■ Data for this exercise:

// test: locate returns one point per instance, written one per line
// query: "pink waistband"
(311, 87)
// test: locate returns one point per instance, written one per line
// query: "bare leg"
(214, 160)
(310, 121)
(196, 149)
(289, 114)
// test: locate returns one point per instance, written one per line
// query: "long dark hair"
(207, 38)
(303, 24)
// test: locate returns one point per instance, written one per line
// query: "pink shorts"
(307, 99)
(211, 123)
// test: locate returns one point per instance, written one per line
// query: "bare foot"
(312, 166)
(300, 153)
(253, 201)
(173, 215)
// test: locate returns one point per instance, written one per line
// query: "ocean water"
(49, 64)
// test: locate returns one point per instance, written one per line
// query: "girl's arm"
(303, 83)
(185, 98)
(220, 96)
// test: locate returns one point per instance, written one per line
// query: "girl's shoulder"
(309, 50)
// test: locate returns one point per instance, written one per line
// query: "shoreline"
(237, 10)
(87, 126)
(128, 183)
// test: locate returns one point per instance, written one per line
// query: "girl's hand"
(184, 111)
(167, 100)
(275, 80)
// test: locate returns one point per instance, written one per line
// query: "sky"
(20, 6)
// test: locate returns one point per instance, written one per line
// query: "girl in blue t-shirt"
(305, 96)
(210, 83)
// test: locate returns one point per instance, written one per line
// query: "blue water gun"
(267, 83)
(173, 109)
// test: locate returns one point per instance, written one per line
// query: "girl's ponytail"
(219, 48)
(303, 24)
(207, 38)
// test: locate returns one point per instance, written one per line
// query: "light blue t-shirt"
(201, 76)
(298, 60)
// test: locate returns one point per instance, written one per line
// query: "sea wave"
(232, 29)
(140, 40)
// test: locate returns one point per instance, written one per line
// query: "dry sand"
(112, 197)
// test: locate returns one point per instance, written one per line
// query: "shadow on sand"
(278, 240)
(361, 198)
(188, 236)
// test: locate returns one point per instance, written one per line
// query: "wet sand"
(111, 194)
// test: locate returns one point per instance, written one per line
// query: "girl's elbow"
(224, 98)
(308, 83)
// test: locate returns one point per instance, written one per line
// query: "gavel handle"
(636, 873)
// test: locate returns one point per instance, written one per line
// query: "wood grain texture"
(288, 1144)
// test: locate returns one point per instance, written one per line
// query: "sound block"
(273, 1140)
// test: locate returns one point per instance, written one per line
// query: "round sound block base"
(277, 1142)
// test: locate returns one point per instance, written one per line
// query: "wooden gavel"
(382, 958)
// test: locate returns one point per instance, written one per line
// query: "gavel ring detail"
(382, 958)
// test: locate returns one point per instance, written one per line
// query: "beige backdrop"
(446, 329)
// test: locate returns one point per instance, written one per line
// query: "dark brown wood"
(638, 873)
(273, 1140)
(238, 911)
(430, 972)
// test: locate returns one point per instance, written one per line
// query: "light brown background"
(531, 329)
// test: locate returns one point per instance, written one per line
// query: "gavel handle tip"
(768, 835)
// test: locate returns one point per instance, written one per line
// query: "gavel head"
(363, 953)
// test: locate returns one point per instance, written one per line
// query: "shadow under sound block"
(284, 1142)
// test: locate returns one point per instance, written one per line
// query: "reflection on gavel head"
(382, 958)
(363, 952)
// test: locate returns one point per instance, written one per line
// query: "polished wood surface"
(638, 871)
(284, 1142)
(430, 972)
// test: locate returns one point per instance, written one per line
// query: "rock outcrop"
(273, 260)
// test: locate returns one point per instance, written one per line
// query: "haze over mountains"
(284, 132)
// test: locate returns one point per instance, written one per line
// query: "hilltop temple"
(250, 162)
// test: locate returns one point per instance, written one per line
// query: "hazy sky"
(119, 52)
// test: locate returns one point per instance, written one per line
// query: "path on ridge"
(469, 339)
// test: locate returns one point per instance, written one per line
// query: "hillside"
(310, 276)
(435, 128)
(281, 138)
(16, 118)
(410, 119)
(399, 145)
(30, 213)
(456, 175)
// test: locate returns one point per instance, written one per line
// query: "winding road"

■ Task: Write down the full listing again, exactly.

■ Written solution:
// test: locate returns one point per instance, written one per line
// query: "pink waistband"
(311, 87)
// test: locate returns one point per instance, written one per line
// query: "bare leg"
(214, 160)
(310, 121)
(196, 149)
(289, 114)
// test: locate returns one point per instance, written one per line
// query: "long dark hair"
(207, 38)
(303, 24)
// test: locate returns one point per instance, written one per line
// query: "pink shorts"
(307, 99)
(211, 123)
// test: locate returns one point per instance, written one per line
// query: "bare foot"
(312, 166)
(300, 153)
(253, 201)
(173, 215)
// test: locate returns one point per instance, written one per line
// query: "ocean water"
(49, 64)
// test: locate returns one point per instance, written one per line
// query: "girl's arm"
(303, 83)
(185, 98)
(220, 96)
// test: locate returns one point per instance, written one per line
// query: "girl's shoulder"
(309, 50)
// test: locate returns one point per instance, written one per line
// query: "shoreline"
(237, 10)
(87, 126)
(128, 183)
// test: locate returns one point per instance, written one per line
// query: "girl's hand"
(184, 111)
(167, 100)
(275, 80)
// test: locate returns one point per instance, written one per line
// query: "sky"
(20, 6)
// test: locate returns one point per instance, written one per line
// query: "girl in blue t-shirt"
(305, 96)
(210, 83)
// test: locate returns one point per instance, written one per line
// query: "blue water gun"
(267, 83)
(173, 109)
// test: locate returns one point per instance, written one per line
// query: "girl's ponytail"
(219, 48)
(303, 24)
(207, 38)
// test: locate returns one point per instance, written one per line
// query: "light blue t-shirt"
(201, 76)
(298, 60)
// test: locate returns one point per instance, written one per line
// query: "sea wave"
(232, 29)
(140, 40)
// test: locate returns one point per instance, written one per line
// query: "dry sand"
(112, 197)
// test: locate returns one point per instance, written one per line
// query: "shadow on sand"
(278, 240)
(361, 198)
(188, 236)
// test: locate returns one point per instance, written one per line
// query: "wet sand"
(111, 194)
// test: locate returns one point per instance, written one per line
// query: "girl's elbow"
(224, 98)
(308, 83)
// test: locate returns one point per instance, written one per line
// query: "gavel handle"
(636, 873)
// test: locate returns one point per instance, written one per line
// query: "wood grain texture"
(288, 1144)
// test: locate returns one point per instance, written one per line
// query: "sound block"
(273, 1140)
// test: locate returns one point per instance, written one per line
// query: "round sound block base"
(277, 1142)
// test: locate returns one point per instance, written one per line
// query: "wooden gavel"
(382, 958)
// test: locate returns one point per instance, written one per line
// query: "gavel ring detail"
(382, 958)
// test: locate returns one point per instance, written one per line
// query: "beige backdrop"
(446, 329)
// test: locate returns one point per instance, written one per line
// query: "dark brown wood"
(638, 873)
(273, 1140)
(238, 911)
(430, 972)
// test: locate returns one point per instance, written one per line
// query: "light brown background"
(531, 329)
// test: locate returns one point per instance, written one per line
// query: "gavel handle tip"
(768, 835)
// test: locate returns one point per instance, written one per line
// query: "gavel head"
(363, 953)
// test: locate returns one point per instance, written one per line
// query: "shadow under sound block"
(284, 1142)
// test: locate returns one point per instance, written one per line
// query: "reflection on gavel head"
(382, 958)
(363, 952)
// test: locate returns one point per instance, written one per line
// query: "polished wood surface"
(638, 871)
(284, 1142)
(430, 972)
// test: locate returns one point per instance, written one per line
// query: "rock outcrop"
(273, 260)
// test: locate returns one point per instance, written one per line
// query: "haze over mountains"
(284, 132)
// test: locate returns one point per instance, written one per line
// query: "hilltop temple"
(250, 162)
// test: locate returns one point per instance, written one per line
// query: "hazy sky"
(119, 52)
// test: locate returns one point per instance, written one per line
// query: "path on ridge"
(469, 339)
// test: locate returns one point per instance, written one per line
// query: "hillside"
(310, 276)
(435, 128)
(281, 138)
(16, 118)
(410, 119)
(399, 145)
(30, 213)
(456, 175)
// test: locate returns one point per instance, written one per line
// query: "winding road"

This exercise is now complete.